## Source passage
By Catherine Conlan
I’m writing this on Super Tuesday night, watching primary results roll in. It’s been a busy 48 hours with our own Amy Klobuchar suspending her campaign shortly after Pete Buttigieg suspended his. (Her outlasting him was a major flex for those Midwesterners watching closely.)
By the time this is printed on Wednesday, Bloomberg will be considering whether he should continue pouring money into his efforts after winning only American Samoa. But for me, it’ll be more interesting to see what Elizabeth Warren does.
I’d like to see her stay in the race, and not because she’s in a position to win it all. Her views are different than both Biden’s and Sanders’, and can provide important perspectives and nuances in what would quickly turn into a two-dimensional race between “a return to normalcy” and “a new way.”
And she’s not a spoiler candidate, as most polls find that Warren supporters would pick Biden or Sanders as their second choice about evenly. When she does halt her campaign, it won’t mean a big boost for either of them.
Plus, her energy is infectious, which is refreshing in a candidate so driven by policies and the practical “how” of enacting them.
No matter who is still in the race by the time you read this, the rest of this campaign is going to be a bruiser, both among remaining candidates and then when the Democratic nominee finally turns their sights on Trump.
In Minnesota, switching from a presidential preference caucus system to a primary at least tripled turnout from 2016. Expanding the system is always a good thing, and that switch and excuse-free absentee voting are clearly getting more voices heard at an important part in the process.
So what’s next? For some of us who caucused last week (was it only last week?), the fun is only beginning. The coming weeks will bring unit party conventions and district conventions, where we’ll be focused on candidates and policies. As the summer progresses, coordinated campaigns will cycle up and we’ll rush headlong into the fall.
Whether or not your preferred candidate is the one on the ballot, it’s clear that the remaining crop of Democrats are generally solid on many workers’ and union issues. At the same time, we can’t fall into the trap of saying “Well, anyone is better than who’s in the White House now,” however true that might be. Settling for that outcome establishes a low bar that encourages lethargy once Trump is gone — or promotes despair if he wins a second term.

## Problem details
Please repeat the column's text between "And she’s not" and "in the process.", inclusive. The listing further down has no connection to the column.

## Extracted material
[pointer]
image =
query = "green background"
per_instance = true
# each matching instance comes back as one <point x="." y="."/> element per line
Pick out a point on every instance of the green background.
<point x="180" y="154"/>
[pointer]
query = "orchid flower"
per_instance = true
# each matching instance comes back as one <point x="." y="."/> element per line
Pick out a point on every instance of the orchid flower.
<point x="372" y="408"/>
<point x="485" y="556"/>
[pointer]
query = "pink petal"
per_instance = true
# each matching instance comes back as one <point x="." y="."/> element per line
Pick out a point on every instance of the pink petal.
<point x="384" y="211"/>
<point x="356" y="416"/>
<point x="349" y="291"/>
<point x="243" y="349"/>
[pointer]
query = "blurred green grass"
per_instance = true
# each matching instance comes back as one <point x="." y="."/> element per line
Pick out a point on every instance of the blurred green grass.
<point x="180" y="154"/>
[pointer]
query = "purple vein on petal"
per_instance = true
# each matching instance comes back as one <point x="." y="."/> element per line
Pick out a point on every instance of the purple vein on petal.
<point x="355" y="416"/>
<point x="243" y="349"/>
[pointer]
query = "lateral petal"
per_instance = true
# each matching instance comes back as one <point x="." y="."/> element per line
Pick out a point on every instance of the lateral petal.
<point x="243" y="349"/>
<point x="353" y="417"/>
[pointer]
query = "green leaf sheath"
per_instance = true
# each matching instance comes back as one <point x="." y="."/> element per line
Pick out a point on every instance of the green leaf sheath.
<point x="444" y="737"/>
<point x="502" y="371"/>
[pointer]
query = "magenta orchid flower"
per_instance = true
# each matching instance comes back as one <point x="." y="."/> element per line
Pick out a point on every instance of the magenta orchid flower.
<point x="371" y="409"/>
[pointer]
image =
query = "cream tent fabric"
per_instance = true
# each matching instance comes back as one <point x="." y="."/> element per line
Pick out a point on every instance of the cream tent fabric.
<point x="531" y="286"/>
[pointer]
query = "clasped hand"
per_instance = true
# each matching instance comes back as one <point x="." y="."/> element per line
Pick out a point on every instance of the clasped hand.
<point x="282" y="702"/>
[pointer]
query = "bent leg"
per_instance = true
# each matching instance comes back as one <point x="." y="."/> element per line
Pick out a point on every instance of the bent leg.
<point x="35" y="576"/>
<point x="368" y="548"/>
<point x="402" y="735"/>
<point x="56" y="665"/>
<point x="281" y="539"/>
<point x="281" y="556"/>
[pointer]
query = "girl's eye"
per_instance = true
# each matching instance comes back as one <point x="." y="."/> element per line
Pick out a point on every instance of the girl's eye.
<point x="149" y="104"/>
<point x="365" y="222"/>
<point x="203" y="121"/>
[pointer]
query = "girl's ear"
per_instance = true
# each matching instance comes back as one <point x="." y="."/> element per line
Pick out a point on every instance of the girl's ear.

## Solution
And she’s not a spoiler candidate, as most polls find that Warren supporters would pick Biden or Sanders as their second choice about evenly. When she does halt her campaign, it won’t mean a big boost for either of them.
Plus, her energy is infectious, which is refreshing in a candidate so driven by policies and the practical “how” of enacting them.
No matter who is still in the race by the time you read this, the rest of this campaign is going to be a bruiser, both among remaining candidates and then when the Democratic nominee finally turns their sights on Trump.
In Minnesota, switching from a presidential preference caucus system to a primary at least tripled turnout from 2016. Expanding the system is always a good thing, and that switch and excuse-free absentee voting are clearly getting more voices heard at an important part in the process.